• SET EXERCISE
Rewrite every one of the items below, swapping "grounding" for "localization" and leaving all other text untouched. Leave the pictures out.

• INPUT MATERIAL
○ ○ ○ ○ ○
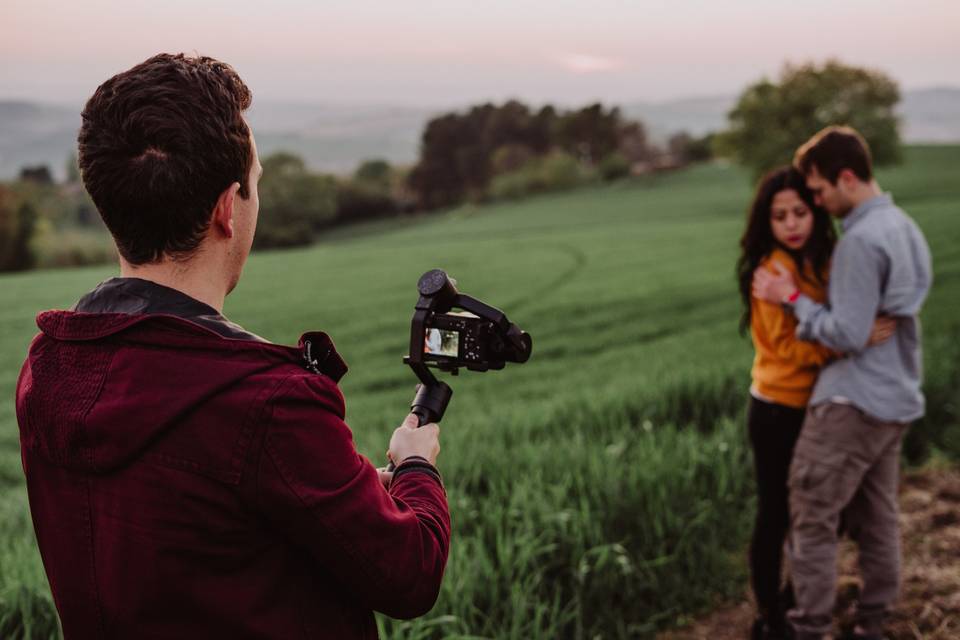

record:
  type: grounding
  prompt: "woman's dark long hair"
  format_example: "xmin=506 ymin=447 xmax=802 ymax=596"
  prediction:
xmin=737 ymin=167 xmax=837 ymax=334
○ ○ ○ ○ ○
• WRITTEN RESPONSE
record:
  type: localization
  prompt: "woman's dark long hair"
  format_example: "xmin=506 ymin=447 xmax=802 ymax=596"
  prediction:
xmin=737 ymin=167 xmax=837 ymax=334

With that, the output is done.